*** DOCUMENT SECTION ***
As with the adaptation of any stage play, the film becomes a series of haphazardly edited conversations, only put on pause for beautiful moments of silence or loud distraction. But memories come to the surface as Louis explores his old bedroom or watches his mother and sister dance to O-Zone’s “Dragostea Din Tei” (better known as the Numa Numa song). While the latter sounds ridiculous, it’s a surprisingly simple and touching bit of nostalgia, which is also a heavy factor into the mood that Dolan creates. “Why tell stories we already know?,” Antoine (Vincent Cassel) asks his mother (Nathalie Baye). She responds, “We do that in life, stop being so stiff! We recall and relive the things we love. I know she knows, but I enjoy telling her again. That’s why we remember, for me!”

It’s Only the End of the World is filled to the brim with characters, ticks, beats, words, songs, and decisions that exist to isolate. This is ultimately a film in which the characters–Louis, Antoine, Suzanne (Léa Seydoux), their mother, and Antoine’s wife Catherine (Marion Cotillard)–all talk over each other, yell at each other, constantly correct themselves and stumble over their own words. This is who these people are: damaged and familiar to some, but unbearable to others, in part due to their inability to change. Their unhappiness comes across as indulgent to those who haven’t live in it, who don’t exist in it on a constant basis. But the characters in Dolan’s latest exist in a constant state of avoidance, of insecurities, of not being able to say what they want until it explodes out of them. The operatic nature of Mommy is traded in for something far more restrained, parsed down in aesthetic and scope, but no less ambitious.

Where Louis is forced into the role of patriarch, his older brother consistently being cut down by himself and those around him, Dolan often frames Ulliel like a child, complementing his restrained performance. “I’m 34,” he utters when his mother asks him his age, but he looks twelve as he stares at curtains and holds her close. Much more subtly than with Tom at the Farm, the film explores toxic masculinity and meekness as a source of strength, not weakness. Aggression is depicted as the shield it truly is, a mask for emotions that aren’t allowed to be shown. Cassel’s performance becomes the polar opposite of Ulliel’s, and the two work perfectly in tandem.
*** End of DOCUMENT SECTION ***
PROMPT 1 |
In the film review, what song do Louis's mother and sister dance to?
PROMPT 2 |
Continue the film review with the next part, picking up after its last sentence.
The records are separate material, unrelated to the film review.
*** DATA LISTING ***
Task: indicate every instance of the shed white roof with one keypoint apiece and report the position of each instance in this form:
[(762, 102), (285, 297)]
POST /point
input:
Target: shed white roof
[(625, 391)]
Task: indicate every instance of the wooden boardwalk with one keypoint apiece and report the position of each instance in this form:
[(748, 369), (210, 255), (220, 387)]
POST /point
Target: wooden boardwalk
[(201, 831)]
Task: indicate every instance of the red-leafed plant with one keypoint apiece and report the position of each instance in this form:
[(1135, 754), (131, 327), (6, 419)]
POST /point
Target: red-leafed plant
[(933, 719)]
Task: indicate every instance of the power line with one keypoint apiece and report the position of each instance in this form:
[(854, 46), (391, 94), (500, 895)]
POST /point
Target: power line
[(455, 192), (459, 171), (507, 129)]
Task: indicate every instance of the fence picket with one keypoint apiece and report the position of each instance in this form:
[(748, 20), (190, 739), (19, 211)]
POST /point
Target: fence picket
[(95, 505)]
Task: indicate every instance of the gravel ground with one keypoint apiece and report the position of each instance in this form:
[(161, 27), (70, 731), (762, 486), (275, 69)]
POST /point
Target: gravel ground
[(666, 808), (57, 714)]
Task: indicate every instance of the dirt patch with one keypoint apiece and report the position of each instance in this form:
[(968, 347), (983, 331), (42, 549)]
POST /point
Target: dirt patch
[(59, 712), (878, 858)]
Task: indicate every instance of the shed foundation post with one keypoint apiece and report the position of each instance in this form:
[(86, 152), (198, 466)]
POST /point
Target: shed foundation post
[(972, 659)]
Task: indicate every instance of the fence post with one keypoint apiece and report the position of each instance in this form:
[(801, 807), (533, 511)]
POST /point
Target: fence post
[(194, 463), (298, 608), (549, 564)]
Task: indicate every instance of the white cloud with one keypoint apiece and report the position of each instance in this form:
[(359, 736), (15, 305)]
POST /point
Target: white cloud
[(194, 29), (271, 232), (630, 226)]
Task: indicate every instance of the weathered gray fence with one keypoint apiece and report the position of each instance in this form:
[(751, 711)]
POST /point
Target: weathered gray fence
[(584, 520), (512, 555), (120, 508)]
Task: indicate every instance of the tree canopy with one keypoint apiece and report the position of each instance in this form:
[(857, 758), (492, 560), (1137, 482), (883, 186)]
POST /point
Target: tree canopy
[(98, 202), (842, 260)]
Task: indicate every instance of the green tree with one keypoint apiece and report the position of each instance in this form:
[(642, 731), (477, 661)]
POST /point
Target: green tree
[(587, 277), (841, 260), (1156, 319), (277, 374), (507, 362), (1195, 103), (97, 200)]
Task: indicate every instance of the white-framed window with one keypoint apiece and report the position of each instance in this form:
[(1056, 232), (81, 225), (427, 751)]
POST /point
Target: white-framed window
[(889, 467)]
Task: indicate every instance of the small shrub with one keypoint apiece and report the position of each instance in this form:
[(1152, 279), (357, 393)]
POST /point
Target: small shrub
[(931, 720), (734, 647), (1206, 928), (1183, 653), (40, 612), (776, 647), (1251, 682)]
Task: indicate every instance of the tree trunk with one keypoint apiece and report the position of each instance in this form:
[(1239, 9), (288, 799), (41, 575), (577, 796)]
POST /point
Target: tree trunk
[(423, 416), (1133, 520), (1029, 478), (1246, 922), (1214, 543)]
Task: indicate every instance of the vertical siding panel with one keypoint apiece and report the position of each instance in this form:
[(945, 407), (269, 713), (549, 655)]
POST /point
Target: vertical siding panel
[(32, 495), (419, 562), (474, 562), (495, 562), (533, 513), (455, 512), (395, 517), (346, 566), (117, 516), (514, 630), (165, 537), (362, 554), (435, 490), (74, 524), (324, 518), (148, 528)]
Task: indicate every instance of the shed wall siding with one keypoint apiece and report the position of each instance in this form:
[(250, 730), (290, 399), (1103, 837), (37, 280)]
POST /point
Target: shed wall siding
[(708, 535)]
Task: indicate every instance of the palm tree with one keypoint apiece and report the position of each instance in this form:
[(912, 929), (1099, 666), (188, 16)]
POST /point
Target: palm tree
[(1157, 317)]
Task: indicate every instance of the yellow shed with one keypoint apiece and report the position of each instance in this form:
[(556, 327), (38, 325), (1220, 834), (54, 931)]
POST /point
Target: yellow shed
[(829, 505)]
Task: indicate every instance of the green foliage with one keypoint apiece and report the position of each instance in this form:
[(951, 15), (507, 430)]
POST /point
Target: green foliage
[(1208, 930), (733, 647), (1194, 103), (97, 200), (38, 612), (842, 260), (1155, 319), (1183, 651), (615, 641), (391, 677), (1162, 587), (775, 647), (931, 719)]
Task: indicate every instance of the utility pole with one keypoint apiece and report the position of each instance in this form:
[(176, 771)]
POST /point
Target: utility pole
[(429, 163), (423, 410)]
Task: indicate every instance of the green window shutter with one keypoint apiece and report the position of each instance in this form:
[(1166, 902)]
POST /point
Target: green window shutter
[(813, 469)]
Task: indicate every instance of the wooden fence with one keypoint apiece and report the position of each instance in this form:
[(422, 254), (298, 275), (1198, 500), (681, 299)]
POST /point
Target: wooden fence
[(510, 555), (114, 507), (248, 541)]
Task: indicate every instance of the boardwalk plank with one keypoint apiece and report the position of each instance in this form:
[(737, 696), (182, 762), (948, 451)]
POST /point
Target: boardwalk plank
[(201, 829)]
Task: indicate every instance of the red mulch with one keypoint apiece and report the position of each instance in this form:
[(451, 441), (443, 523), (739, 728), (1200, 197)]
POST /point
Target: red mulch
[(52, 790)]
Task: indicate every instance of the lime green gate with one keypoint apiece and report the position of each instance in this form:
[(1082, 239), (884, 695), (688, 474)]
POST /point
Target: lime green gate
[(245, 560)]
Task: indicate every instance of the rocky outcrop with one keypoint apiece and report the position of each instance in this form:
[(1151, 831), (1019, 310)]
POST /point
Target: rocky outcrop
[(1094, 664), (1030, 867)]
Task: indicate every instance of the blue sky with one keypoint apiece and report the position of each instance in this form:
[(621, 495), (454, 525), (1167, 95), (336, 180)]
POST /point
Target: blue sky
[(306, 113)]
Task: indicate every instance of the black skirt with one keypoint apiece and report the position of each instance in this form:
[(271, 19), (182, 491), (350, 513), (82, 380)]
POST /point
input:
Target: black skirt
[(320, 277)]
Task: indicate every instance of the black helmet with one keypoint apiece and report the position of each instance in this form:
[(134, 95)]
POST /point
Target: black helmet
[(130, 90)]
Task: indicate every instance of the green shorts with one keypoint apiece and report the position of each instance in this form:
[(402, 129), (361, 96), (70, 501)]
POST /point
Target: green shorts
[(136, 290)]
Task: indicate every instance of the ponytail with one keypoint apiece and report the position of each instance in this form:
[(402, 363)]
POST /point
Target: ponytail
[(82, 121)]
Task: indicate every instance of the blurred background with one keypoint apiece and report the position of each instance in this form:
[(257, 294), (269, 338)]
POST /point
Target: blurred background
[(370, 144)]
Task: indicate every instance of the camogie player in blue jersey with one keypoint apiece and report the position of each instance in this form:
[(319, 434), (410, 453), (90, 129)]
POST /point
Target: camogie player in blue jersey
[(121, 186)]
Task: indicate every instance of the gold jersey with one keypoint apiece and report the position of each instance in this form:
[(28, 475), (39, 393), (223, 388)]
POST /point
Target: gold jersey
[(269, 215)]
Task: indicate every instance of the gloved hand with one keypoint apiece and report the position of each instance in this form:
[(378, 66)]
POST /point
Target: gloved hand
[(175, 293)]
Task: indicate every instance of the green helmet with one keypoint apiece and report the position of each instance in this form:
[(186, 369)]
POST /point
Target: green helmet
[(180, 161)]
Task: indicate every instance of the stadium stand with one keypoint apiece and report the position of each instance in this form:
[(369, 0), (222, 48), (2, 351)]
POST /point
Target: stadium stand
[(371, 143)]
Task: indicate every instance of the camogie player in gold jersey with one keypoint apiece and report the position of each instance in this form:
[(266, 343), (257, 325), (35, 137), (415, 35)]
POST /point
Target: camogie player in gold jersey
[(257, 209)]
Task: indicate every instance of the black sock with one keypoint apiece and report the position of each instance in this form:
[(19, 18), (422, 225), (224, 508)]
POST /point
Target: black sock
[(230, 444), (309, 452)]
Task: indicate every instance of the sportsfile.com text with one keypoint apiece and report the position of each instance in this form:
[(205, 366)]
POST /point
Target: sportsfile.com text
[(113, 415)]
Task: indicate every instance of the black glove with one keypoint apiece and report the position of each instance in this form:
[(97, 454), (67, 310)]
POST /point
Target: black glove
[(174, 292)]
*** End of DATA LISTING ***
ANSWER BOX 1 |
They dance to O-Zone's "Dragostea Din Tei," better known as the Numa Numa song.

ANSWER BOX 2 |
Where many men look at the women in their lives through the reductive scope of being nothing more than sisters, mothers, and wives, Dolan depicts them as more than that. Yes, they play into their roles and are seen through how they interact with Louis, but there’s a sense of individuality to them all because Seydoux, Cotillard, and Baye all sell their internal struggles in a unique fashion. Where Antoine talks too much to never deal with emotion, Catherine talks too much because of her anxieties, hoping her simple stories will be warmly received by someone other than her husband. Suzanne models herself not after the mother who seems all too interested in keeping the pleasantries going by cooking and creating distraction, but after the brother who was barely present for her upbringing.

It’s through this magnificent ensemble, whether they’re quietly looking at each other or yelling in an explosive climax, and Dolan’s insistence on keeping the camera on their faces as much as possible, that the film becomes as great as it is. With It’s Only the End of the World, Xavier Dolan nails the toxicity of being surrounded by family and how every single minute of being with the people you love (or are supposed to love) can feel like an agonizing waste of time.

Directed by Xavier Dolan; written by Xavier Dolan; based on the play by Jean-Luc Lagarce; starring Gaspard Ulliel, Vincent Cassel, Nathalie Baye, Marion Cotillard, and Léa Seydoux; 97 minutes.

It’s Only the End of the World is currently premiering at festivals in the US. It will show twice at the Miami Film Festival on March 6th at 9:30 p.m. at Gables Cinema and March 11th at 1 p.m. at O Cinema Miami Beach. I will be introducing both screenings.